---- 読解用抜粋

このブログでたびたび書いてきましたが、東宝クレージー映画と呼ばれる作品は全30作あります。

その中身は、『無責任○○』や『日本一の○○』というタイトルの植木等主演が12作、クレージーキャッツ全員が出演する『クレージー○○』が14作、やはりクレージーキャッツ全員が出演する時代劇が4作です。

本作は、東宝クレージー映画としては29作目、クレージーキャッツ全員が出演する作品としては14作目、すなわちファイナル作品です。

しかし、タイトルに「クレージー」とは入っていません。

そして、彼らにとっては後輩の、ザ・ドリフターズの加藤茶が植木等との2枚看板で出演しています。

つまり、見方によっては、クレージー映画でありながら、「クレージー」色を消して、当時人気上昇中だった加藤茶で集客を狙っているように見えます。

なぜそんなことを、といえば、ひとつは、残念ながらこの時期のクレージー・キャッツの人気凋落があります。

この当時、ハナ肇が「アッと驚く為五郎」というギャグでブームを盛り返したり、植木等個人は、「このさい、かーちゃんと別れよう」というボンカレーのCMが話題になったりしていましたが、グループとしては、もはやザ・ドリフターズの時代に入っていました。

実際、本作の当時の観客は70万人といいますから、全盛期の3分の1ぐらいだったのではないでしょうか。

では、そこまでして、どうしてクレージー映画を撮ったのか。

かつて一世を風靡した功労者であるクレージーの映画を、何とか区切りの30作まで撮らせたい、という渡辺プロダクション総帥・渡辺晋氏の思いがあったのではないかと思います。

本作は、東宝ではなく、渡辺プロダクションがお金を出し、近代放映という制作会社が作り、東宝は配給だけ行っています。

すでに制作と配給を分社化した東宝は、自らクレージー映画を制作する気はなかったのかもしれません。

しかし、それによって、作品の権利関係が複雑になり、東宝クレージー映画のうち本作など渡辺プロなどがライセンスを持つ最後の4作は、東宝でDVD化されていません。

その意味では、凋落時の不人気作ではあっても、マニアの間ではお宝作品でした。

--------

## 作業内容
a. 東宝クレージー映画に関する抜粋に登場する個人名をすべて挙げよ。グループ名は含めない。
b. 東宝クレージー映画に関する抜粋を2文で要約せよ。
c. 東宝クレージー映画に関する抜粋を、最後の文に続けて書き継げ。

---- データ抜粋

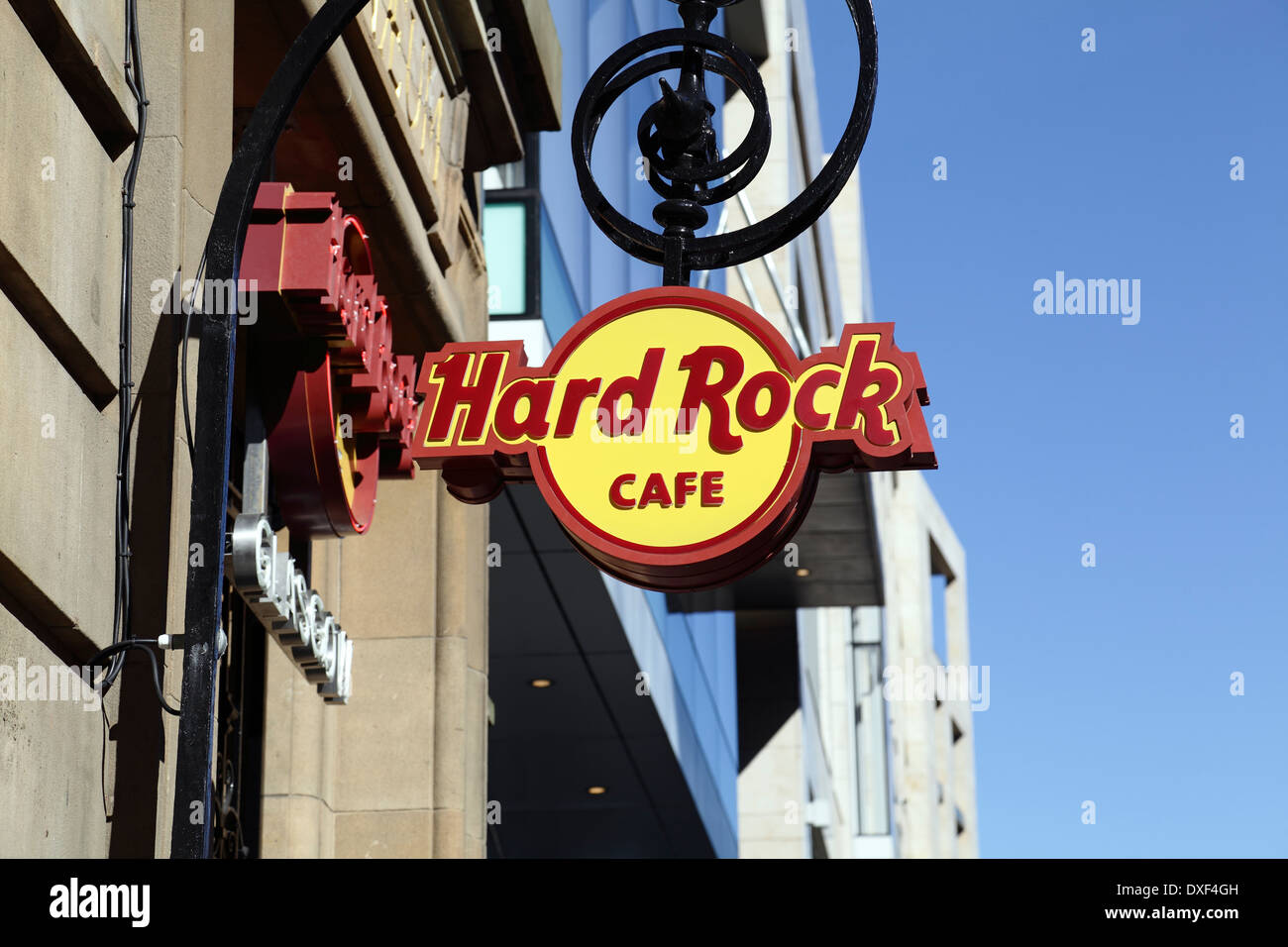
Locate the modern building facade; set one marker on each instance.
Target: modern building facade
(837, 758)
(616, 714)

--------

## 出力結果
a. 植木等、加藤茶、ハナ肇、渡辺晋

b. 本作は東宝クレージー映画の29作目で、クレージーキャッツ全員が出演する作品としては最終作だが、タイトルに「クレージー」は入らず、加藤茶が植木等との2枚看板で出演している。渡辺プロダクションが出資し、近代放映が制作し、東宝は配給のみを担ったため権利関係が複雑になり、本作を含む最後の4作は東宝でDVD化されていない。

c.
それが、日本映画専門チャンネルと、時代劇専門チャンネルとの「戦後70年共同企画」の一環として、1月から集中放送されている「植木等劇場」の一作として、6月と7月にかけて何度か放送されたのです。

詐欺師がなんとなく成功をつかむ話


伊賀良太郎(植木等)は詐欺師。東北の町で新幹線建設事業の下検分というホラを吹いて、農協職員の小村忠作(加藤茶)を騙し、小料理屋の娘・花子(小山ルミ)まで連れ去ってしまいました。

良太郎(植木等)は、今度は東京で、ガソリンを水に変える発明に熱中する早川源内(谷啓)と、妹の光子(野川由美子)に出会いました。

良太郎(植木等)は、それを逆にして「水をガソリンに変える」と喧伝。水の上に薄く油を敷き、火をつけるトリックで信用させ、アメリカのエンパイアケミカル社のジョージ・広田(田武謙三)から、アメリカに来てほしいと言われます。

アメリカでは、良太郎(植木等)を追いかけてきた忠作(加藤茶)と再会。良太郎(植木等)らが席を外している隙に、忠作(加藤茶)はウイスキーの瓶に入れたその油を飲んでしまいます。

が、忠作(加藤茶)が立ち小便をしようとしている時に彼らは忠作(加藤茶)を見つけ、「まだ尿に残っているかもしれない」と小便を取り、アメリカエンパイアケミカル社の佐倉(桜井センリ)に渡します。「アンモニアの匂いが強いけど大丈夫でしょう」と火をつけると、たしかに尿からは火が出ました。

良太郎(植木等)は、さらに、中近東代表通訳の安村 (安田伸)から、その発見を忘れてくれれば、年間360億円を支払うと言われます。

大金を手にした良太郎(植木等)は光子(野川由美子)と結婚。忠作(加藤茶)も花子(小山ルミ)と結婚します。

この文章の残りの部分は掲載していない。